(Stored items)

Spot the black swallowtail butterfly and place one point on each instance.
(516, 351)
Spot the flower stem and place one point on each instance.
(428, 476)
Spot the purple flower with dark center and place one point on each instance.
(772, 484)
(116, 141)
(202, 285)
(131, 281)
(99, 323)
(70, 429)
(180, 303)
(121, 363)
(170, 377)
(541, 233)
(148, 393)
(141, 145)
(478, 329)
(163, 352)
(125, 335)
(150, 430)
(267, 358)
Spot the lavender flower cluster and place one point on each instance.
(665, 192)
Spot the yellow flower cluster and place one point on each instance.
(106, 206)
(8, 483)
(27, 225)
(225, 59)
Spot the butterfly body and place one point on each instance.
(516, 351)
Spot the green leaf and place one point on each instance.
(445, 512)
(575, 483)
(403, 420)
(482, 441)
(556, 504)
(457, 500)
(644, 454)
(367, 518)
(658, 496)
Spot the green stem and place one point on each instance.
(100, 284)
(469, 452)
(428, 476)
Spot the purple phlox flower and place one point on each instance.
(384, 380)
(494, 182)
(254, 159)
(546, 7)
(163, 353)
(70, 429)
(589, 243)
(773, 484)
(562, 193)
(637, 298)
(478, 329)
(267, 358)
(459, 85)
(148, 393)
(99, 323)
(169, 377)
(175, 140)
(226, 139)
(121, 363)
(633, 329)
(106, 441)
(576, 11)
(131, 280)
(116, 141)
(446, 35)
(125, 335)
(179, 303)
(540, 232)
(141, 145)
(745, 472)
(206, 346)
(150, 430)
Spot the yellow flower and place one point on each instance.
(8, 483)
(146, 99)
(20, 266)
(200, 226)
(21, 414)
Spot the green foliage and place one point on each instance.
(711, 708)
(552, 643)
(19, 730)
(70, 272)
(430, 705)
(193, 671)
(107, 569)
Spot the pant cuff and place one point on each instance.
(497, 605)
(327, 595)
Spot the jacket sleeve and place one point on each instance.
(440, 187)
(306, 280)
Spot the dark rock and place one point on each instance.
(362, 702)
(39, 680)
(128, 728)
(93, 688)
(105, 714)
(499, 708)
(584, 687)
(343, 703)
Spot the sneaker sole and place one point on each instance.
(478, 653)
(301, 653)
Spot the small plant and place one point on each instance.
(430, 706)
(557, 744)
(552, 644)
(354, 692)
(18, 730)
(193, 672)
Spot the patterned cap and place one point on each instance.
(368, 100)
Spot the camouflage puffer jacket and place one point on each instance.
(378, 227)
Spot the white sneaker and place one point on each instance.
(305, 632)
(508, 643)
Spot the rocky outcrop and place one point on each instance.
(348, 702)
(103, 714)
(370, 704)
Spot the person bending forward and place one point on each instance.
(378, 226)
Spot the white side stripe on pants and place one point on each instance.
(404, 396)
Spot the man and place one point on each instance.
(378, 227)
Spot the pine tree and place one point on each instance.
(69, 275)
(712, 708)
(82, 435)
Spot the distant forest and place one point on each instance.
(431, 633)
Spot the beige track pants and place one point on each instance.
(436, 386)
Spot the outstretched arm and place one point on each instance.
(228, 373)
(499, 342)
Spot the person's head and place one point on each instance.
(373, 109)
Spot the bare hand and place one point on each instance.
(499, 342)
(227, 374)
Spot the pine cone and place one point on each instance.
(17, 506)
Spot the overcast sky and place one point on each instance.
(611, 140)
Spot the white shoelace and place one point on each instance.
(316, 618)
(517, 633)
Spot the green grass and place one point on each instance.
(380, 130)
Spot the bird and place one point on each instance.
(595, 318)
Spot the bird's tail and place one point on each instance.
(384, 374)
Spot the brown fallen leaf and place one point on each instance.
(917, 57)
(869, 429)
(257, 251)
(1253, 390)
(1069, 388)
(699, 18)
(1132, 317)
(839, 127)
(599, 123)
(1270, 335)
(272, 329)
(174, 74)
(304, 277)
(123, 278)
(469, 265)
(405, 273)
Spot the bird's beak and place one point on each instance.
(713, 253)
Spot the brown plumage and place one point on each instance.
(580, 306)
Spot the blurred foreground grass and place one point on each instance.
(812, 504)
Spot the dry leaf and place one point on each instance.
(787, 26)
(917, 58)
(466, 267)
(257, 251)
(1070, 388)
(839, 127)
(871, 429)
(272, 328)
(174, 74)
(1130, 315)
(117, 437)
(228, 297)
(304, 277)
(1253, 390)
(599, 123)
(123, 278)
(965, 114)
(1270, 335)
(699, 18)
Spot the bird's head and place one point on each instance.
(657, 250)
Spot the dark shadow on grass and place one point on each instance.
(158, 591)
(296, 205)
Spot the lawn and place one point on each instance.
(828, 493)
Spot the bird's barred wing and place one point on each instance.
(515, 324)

*Challenge:* Put the material, starting with the line that contains "Spot the brown plumage" and going on through the end of the material, into a Markdown table with two columns, Row and Line. Number each row and leave out blank lines.

*Answer for the task:*
| Row | Line |
|---|---|
| 1 | Spot the brown plumage and place one point on each instance. |
| 2 | (580, 306) |
| 3 | Spot the blurred foreground grass and place one point on each instance. |
| 4 | (812, 504) |
| 5 | Spot the dry leaf and place one point on each instance. |
| 6 | (787, 26) |
| 7 | (917, 58) |
| 8 | (466, 267) |
| 9 | (257, 251) |
| 10 | (1070, 388) |
| 11 | (839, 127) |
| 12 | (871, 429) |
| 13 | (272, 328) |
| 14 | (174, 74) |
| 15 | (1130, 315) |
| 16 | (117, 437) |
| 17 | (228, 297) |
| 18 | (304, 277) |
| 19 | (1253, 390) |
| 20 | (599, 123) |
| 21 | (123, 278) |
| 22 | (965, 114) |
| 23 | (1270, 335) |
| 24 | (699, 18) |
| 25 | Spot the bird's head and place one point on each instance. |
| 26 | (657, 250) |
| 27 | Spot the dark shadow on grass and place one point on each instance. |
| 28 | (158, 591) |
| 29 | (296, 205) |
| 30 | Spot the lawn and place one point on each instance. |
| 31 | (828, 493) |
| 32 | Spot the bird's barred wing and place one point on each instance. |
| 33 | (515, 324) |